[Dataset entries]
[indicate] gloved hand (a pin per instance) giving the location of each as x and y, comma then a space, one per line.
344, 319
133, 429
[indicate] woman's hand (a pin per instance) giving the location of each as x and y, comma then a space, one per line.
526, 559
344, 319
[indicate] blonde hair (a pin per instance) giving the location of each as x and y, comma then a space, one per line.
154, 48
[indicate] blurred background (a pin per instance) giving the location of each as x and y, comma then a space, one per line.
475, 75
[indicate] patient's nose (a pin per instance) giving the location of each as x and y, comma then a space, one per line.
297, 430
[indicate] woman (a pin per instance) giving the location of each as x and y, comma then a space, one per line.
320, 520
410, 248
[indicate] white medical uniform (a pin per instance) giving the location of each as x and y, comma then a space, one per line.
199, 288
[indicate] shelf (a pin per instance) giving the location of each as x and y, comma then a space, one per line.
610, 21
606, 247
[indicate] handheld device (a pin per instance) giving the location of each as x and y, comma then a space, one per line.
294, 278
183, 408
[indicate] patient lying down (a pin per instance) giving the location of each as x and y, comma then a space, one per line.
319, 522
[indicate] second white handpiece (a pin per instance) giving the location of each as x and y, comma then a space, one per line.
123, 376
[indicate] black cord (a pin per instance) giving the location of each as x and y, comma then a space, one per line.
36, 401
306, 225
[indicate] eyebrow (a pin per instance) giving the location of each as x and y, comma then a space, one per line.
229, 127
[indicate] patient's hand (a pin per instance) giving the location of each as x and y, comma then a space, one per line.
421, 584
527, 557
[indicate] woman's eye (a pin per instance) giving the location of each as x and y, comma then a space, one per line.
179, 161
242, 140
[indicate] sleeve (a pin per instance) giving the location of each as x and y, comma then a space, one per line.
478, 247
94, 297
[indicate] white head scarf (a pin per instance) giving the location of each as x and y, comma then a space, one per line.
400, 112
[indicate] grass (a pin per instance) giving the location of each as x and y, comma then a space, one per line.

◆ YOUR GOAL:
Once you find the line containing "[indicate] sleeve (a", copy it and every line after it through the end of the records, exactly and nothing else.

◆ RESULT:
[indicate] sleeve (a pin per instance) giving the location of each as x and y, comma then a space, one per line.
478, 247
94, 297
[indicate] white head scarf (a pin per instance) giving the location of each as x and y, comma then a space, one per line.
400, 112
[indicate] grass (a pin per instance) giving the location of each as x and y, comma then a space, one per line.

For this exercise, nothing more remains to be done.